Written exercise
Reproduce the part of the listing that opens with the line containing "Annotation guideline: the target class is green foliage." and closes with the line containing "Annotation guideline: the target class is small", substituting "Labeling instruction" for "Annotation guideline" and leaving everything else unchanged.

Working data

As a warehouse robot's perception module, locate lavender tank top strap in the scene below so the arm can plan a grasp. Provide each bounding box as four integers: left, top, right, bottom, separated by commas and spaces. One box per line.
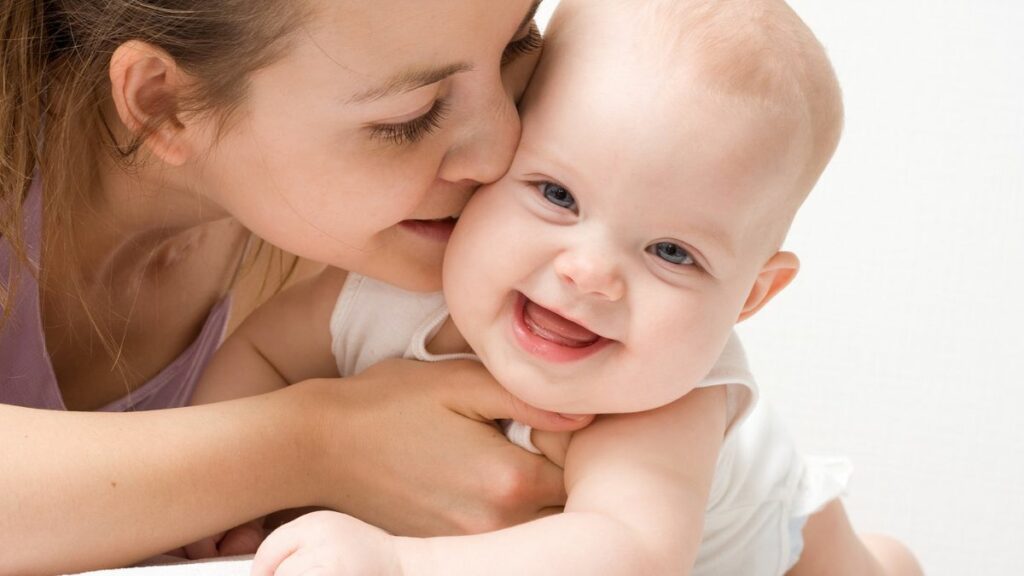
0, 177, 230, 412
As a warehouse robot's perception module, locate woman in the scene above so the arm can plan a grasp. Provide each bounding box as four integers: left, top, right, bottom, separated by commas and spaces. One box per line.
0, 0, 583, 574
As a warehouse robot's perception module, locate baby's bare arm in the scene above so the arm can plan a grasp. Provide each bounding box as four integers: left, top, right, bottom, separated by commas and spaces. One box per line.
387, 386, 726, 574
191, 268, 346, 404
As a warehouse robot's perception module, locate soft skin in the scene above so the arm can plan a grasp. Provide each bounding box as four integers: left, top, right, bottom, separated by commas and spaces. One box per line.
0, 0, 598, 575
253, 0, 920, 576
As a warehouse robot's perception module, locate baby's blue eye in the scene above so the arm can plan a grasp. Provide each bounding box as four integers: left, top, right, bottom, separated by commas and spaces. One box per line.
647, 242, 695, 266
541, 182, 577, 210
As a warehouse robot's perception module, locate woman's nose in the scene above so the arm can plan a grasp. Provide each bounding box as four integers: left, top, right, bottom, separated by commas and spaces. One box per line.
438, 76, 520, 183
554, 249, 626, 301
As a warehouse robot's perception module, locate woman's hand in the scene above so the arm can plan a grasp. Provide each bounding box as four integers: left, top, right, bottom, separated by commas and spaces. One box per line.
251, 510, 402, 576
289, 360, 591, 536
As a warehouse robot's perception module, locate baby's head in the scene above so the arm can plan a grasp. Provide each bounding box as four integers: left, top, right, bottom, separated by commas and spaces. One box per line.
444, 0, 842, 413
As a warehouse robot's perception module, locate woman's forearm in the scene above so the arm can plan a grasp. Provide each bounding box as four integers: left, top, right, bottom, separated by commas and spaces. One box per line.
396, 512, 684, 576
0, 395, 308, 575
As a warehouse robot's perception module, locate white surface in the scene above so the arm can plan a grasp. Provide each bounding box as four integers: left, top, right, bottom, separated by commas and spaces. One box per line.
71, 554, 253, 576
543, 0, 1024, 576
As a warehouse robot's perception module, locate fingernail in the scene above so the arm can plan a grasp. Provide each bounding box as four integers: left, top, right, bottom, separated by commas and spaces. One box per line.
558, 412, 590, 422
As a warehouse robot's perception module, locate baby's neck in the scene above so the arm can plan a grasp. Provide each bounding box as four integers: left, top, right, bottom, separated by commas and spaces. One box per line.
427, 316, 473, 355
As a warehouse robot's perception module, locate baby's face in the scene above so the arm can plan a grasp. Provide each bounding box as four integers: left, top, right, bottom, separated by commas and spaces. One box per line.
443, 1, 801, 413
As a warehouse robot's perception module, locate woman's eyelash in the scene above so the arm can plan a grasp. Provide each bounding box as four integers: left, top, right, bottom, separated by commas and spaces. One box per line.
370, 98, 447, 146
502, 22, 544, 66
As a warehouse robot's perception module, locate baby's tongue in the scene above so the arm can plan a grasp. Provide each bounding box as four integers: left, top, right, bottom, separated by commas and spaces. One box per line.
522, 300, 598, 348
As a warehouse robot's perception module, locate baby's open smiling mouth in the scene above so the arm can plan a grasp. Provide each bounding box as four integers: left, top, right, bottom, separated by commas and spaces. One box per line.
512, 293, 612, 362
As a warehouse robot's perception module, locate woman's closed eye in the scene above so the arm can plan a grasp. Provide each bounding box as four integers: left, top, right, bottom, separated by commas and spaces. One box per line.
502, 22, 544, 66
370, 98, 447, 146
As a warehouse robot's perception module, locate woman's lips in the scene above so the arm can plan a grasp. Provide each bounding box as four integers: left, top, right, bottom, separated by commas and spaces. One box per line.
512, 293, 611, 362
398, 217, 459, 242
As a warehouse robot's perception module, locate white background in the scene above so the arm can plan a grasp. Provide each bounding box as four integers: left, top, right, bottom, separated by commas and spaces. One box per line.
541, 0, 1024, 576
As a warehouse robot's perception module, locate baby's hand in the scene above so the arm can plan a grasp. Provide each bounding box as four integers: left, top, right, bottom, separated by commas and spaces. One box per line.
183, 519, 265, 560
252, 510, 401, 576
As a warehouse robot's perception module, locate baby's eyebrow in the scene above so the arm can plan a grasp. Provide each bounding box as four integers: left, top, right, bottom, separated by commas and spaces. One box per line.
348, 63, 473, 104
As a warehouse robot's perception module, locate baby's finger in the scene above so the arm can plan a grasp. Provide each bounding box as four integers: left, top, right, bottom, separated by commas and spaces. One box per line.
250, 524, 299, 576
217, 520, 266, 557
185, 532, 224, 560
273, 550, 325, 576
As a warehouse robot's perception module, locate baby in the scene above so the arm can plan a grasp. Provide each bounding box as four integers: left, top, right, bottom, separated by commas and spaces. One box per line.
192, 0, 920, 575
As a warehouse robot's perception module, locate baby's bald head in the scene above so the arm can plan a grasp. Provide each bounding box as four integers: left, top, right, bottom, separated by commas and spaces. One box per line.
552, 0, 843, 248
==
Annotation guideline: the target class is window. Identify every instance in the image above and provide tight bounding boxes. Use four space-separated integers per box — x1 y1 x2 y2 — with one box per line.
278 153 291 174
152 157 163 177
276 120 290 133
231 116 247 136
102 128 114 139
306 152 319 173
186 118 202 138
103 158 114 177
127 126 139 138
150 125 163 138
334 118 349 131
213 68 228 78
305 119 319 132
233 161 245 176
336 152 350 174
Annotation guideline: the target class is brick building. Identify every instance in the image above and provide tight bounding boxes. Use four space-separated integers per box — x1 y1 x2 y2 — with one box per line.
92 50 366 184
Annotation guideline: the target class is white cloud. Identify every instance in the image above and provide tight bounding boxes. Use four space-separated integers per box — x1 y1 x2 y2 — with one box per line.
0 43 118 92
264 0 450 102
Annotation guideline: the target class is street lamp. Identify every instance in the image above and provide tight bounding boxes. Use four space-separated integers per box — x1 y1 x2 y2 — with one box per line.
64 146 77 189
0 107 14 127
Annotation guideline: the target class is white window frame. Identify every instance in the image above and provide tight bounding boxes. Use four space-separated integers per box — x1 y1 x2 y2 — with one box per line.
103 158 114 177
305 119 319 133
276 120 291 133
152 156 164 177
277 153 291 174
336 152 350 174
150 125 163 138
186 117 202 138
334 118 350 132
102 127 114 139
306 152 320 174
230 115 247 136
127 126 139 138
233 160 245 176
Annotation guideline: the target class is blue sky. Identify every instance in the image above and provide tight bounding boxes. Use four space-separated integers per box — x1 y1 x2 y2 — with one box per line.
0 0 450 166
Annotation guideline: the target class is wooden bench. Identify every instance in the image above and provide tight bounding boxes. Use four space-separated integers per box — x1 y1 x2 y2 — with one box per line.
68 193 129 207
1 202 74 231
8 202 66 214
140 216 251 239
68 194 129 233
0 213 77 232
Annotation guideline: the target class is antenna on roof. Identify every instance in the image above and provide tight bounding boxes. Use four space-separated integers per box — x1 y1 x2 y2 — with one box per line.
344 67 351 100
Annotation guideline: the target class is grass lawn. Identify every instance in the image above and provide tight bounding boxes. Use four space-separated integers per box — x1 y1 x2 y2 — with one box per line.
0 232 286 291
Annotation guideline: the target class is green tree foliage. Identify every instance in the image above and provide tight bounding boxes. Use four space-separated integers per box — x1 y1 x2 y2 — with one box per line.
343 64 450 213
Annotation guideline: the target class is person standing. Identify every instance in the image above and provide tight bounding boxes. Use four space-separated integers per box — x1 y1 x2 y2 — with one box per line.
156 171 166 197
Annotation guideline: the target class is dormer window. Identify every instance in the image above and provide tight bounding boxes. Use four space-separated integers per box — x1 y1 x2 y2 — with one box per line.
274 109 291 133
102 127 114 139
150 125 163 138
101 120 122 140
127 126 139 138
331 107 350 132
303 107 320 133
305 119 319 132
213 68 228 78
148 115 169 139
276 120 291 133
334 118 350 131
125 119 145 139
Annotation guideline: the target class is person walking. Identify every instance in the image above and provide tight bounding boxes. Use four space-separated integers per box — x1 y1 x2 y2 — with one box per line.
--
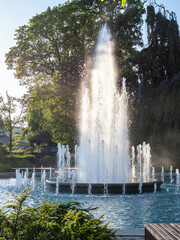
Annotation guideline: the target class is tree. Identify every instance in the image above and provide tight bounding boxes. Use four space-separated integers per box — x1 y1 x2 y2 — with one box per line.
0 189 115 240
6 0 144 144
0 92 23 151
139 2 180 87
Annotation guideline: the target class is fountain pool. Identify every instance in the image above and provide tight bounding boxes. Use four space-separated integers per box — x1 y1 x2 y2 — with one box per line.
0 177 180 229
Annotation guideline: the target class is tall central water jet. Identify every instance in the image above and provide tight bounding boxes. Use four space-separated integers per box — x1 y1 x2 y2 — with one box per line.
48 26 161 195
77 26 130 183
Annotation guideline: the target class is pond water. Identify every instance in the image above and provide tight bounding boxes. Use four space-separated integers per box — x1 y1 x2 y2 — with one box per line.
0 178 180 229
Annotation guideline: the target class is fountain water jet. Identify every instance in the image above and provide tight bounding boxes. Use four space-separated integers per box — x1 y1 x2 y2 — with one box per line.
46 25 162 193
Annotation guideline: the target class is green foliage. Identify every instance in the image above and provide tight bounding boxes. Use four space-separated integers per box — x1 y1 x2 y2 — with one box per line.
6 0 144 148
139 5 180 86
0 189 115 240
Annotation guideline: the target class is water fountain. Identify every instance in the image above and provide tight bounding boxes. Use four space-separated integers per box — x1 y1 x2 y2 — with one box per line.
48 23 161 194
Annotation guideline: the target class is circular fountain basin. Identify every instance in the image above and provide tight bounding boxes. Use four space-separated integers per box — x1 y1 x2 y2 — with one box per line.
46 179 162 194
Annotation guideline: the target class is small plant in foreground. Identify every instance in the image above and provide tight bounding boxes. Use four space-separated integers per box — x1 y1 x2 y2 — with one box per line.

Answer
Labeling instruction: the target class is green foliage. Identify every instance in the image above and provide tight bounding boxes. Use four space-separated integers per box — x1 y1 x2 y2 — with one box per line.
6 0 144 148
139 5 180 86
0 189 115 240
Labeling instruction: the target class is water fountain. Identify every instance in the image above and provide tight bounding boxes. Use four space-separated integers per box — x1 y1 x2 y2 — with one box per line.
48 23 161 194
Labeling instruction: the target class is circular fountain basin. Identify every instance in the image above and provide tight bounding boxes. Use four space-separated integers per box — x1 y1 x2 y2 — with one box per line.
46 179 162 194
Labeling instruction: the target class is small plant in foreground. Identify every instance in the image above and provide tight bounding boxes. Use four space-separated integers per box — x1 y1 x2 y2 — with one box per line.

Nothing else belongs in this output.